— Begin TEXT BLOCK —

I do have some frozen bloodworm handy, I'll chop off a piece of a cube and try that a little later.

No one else but my Honey seems to like the spirulina, which is funny. Even the Cichlids it came with don't like it! xD

I'll be heading back today as my mom needs to return something to a store in that area, I'll see if I can pull someone aside and ask what they feed


----------



## TheFishDragon (May 20, 2009)

Another question I'd like to add.....my pH is around 7.8(estimate, the card only goes up to 7.6 but I'm quite certain that its no higher then 7.8)and I'm getting mixed messages on if I should lower it for my Honey or not....any opinions? Would it be better to lower the pH for her or just not mess with it at all?

Oh, and the bloodworms are a no, she doesn't seem to be any more interested in them then the freeze dried stuff I'd tried :/


----------



## TheFishDragon (May 20, 2009)

Alright, thats what I thought in the beginning as well, but I got someone that was telling me that in that pH my Honeys life span would be seriously shortened and there would be heath issues so I wasn't sure^^; But everyone else seems to be telling me she'll be fine so I don't plan to mess with it.

— End TEXT BLOCK —
— Begin DATASET ROWS —

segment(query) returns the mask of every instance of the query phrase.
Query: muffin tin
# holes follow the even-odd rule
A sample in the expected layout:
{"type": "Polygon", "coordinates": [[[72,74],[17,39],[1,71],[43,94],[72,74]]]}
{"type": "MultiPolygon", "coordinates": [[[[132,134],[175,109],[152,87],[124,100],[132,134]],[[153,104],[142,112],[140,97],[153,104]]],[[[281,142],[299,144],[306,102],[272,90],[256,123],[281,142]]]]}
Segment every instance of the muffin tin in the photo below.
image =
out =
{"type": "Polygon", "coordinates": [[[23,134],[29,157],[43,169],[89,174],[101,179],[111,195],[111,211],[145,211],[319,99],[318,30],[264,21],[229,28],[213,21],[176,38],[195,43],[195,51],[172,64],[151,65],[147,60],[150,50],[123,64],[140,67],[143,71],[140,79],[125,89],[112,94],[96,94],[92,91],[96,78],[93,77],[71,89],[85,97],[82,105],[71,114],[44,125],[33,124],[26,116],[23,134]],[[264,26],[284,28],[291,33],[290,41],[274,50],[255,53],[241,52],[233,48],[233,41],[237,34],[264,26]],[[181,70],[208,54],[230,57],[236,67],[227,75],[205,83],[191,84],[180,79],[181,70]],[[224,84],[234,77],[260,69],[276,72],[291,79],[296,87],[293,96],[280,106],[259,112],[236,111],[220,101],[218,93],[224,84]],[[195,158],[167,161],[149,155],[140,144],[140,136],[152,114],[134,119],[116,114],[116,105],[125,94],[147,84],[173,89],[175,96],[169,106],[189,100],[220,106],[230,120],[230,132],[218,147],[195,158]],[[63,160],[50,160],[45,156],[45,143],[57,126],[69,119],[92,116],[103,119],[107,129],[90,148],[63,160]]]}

— End DATASET ROWS —

THINGS TO DO:
(1) Give a two-sentence summary of the aquarium forum thread.
(2) Carry on the aquarium forum thread from the point where it stops.
The records are not needed for anything here.

RESPONSES IN ORDER:
(1) The poster's fish Honey shows no more interest in frozen bloodworms than in the freeze-dried food tried before, though she is the only fish that seems to like the spirulina. The poster estimates the water's pH at around 7.8 and got mixed advice on lowering it for Honey, but since most people say she'll be fine, the poster plans to leave it alone.

(2)
----------



## TheFishDragon (May 20, 2009)

Thats very good to know, I'll be sure to never mess with my pH^^ I don't use the bucket to accumulate, I just use the bag. But so far I've yet to have any fish die due to a shock in pH or the like, probably because the stores pH isn't too far from mine to begin with xD In fact.....can't even remember the last fish I had die on me at all Oo

Now that thats cleared up, I didn't end up going to my LPS that day to ask what they fed, but I assume shes been fed on only flake foods her entire life as she'll accept both kinds I have by won't hardly touch anything else. Should I keep trying with the freeze dried and the frozen bloodworms? Any other types I can pick up that I should try?

And any opinions on suitable tanks mates? Some sort of small schooling fish.....or if not, what else?


----------



## Oldman (May 25, 2009)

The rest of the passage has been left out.